• [Source extract]:

<<<<

Sunday, 31 March 2013

Hope


Tonight I realised that I have allowed myself to be mistreated by so many people in my life.  I am now faced with a steep learning curve.  Setting boundaries does not come naturally to me.  I am a generous person.  I like to give.  I like to make people I love happy.  As a result I put their needs ahead of my own.  I always have.  But, in order for me to build my self esteem, I need to ensure that people no longer walk all over me.

I am in the habit of putting myself at the mercy of others.  I get my self worth through others as I can honestly not see a single thing about me that is positive.  I've worked very hard over the last year to create a list of attributes about myself that may be construed as positive but, if I am honest, I don't believe a single one. My family will profess that I am all manner of good things but I cannot accept that.  They are my family; they are obliged to say nice things about me.

I have tried to convince myself that I am worthy of being treated well; with respect and as an equal in a relationship. As a matter of fact, I believe everyone deserves that.  But not many have it.  However, there are people out there that demand it.  And get it.  They are rare jewels but they do exist.

>>>>

• [Dataset section]:
<<<<

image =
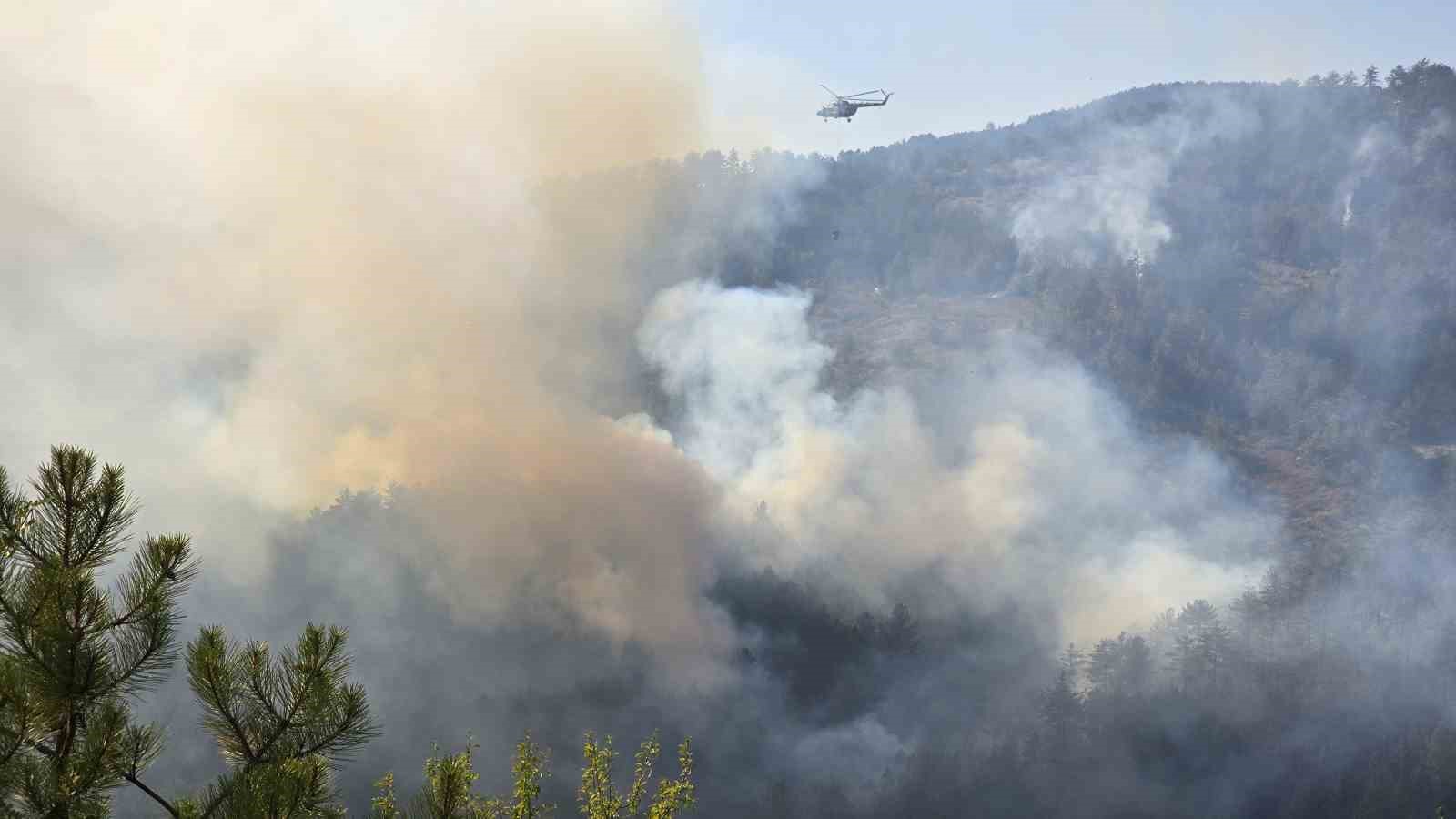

>>>>

• [To be done]:
**a.** Give every sentence in the blog post on self-esteem that begins with the words "I am".
**b.** Reproduce the stretch of the blog post on self-esteem from "Tonight I realised" through "all over me.", swapping "generous" for "kind".
**c.** Extend the blog post on self-esteem beyond its last sentence.

• [Results by task]:
**a.**
I am now faced with a steep learning curve.
I am a generous person.
I am in the habit of putting myself at the mercy of others.

**b.**
Tonight I realised that I have allowed myself to be mistreated by so many people in my life.  I am now faced with a steep learning curve.  Setting boundaries does not come naturally to me.  I am a kind person.  I like to give.  I like to make people I love happy.  As a result I put their needs ahead of my own.  I always have.  But, in order for me to build my self esteem, I need to ensure that people no longer walk all over me.

**c.**
I fundamentally believe that humans are meant to be in a community.  The composition of that community may change over time and throughout life but we are not designed to live alone.  Our brains are hard wired to crave other human contact.  When that is lacking things go astray.  Neurons misfire and unhealthy connections are made.

All negative things should end with hope.  The hope that I can learn new ways of interacting with people; that I can start to establish some healthy boundaries; that I can honestly see that some of the things that I have put onto the aforementioned list are true and start to share the great things about me with the people in my life.  Moreover, that I will start to meet people that will appreciate those things about me and treat me with respect.  Because, like L'Oreal profess, I am worth it*.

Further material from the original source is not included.